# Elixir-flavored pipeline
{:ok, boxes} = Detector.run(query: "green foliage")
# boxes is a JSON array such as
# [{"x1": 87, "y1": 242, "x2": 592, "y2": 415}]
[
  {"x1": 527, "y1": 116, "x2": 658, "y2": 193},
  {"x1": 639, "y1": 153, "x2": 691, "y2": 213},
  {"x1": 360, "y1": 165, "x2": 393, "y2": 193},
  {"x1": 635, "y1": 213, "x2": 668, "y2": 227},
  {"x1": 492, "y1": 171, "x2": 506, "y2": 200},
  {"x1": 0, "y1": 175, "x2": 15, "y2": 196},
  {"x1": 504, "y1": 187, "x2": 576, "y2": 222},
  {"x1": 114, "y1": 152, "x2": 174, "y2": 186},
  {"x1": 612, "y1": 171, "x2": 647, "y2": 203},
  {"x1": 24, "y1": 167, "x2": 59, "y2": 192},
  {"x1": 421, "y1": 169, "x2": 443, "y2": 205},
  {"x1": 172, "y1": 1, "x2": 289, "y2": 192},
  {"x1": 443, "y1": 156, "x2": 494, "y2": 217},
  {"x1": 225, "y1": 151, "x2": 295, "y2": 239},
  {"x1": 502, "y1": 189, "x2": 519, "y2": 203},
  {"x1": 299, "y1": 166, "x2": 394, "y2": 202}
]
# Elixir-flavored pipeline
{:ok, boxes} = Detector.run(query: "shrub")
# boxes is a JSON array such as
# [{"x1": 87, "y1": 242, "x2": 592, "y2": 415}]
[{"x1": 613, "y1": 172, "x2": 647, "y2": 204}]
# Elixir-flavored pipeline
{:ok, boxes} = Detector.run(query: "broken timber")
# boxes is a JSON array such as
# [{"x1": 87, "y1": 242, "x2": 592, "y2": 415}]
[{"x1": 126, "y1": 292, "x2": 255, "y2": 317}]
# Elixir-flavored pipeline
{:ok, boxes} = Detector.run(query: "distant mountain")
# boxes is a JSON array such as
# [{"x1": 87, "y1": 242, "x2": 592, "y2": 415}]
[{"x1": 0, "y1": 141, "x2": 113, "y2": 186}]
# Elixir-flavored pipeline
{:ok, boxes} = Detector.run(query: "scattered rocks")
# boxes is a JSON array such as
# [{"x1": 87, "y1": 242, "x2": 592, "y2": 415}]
★ ★ ★ ★
» **What you are asked to do**
Return every line of the entries above that the string "Detector" appears in.

» **Answer box**
{:ok, boxes} = Detector.run(query: "green foliage")
{:ok, boxes} = Detector.run(query: "shrub")
{:ok, boxes} = Detector.run(query: "broken timber")
{:ok, boxes} = Detector.run(query: "distant mountain")
{:ok, boxes} = Detector.run(query: "scattered rocks")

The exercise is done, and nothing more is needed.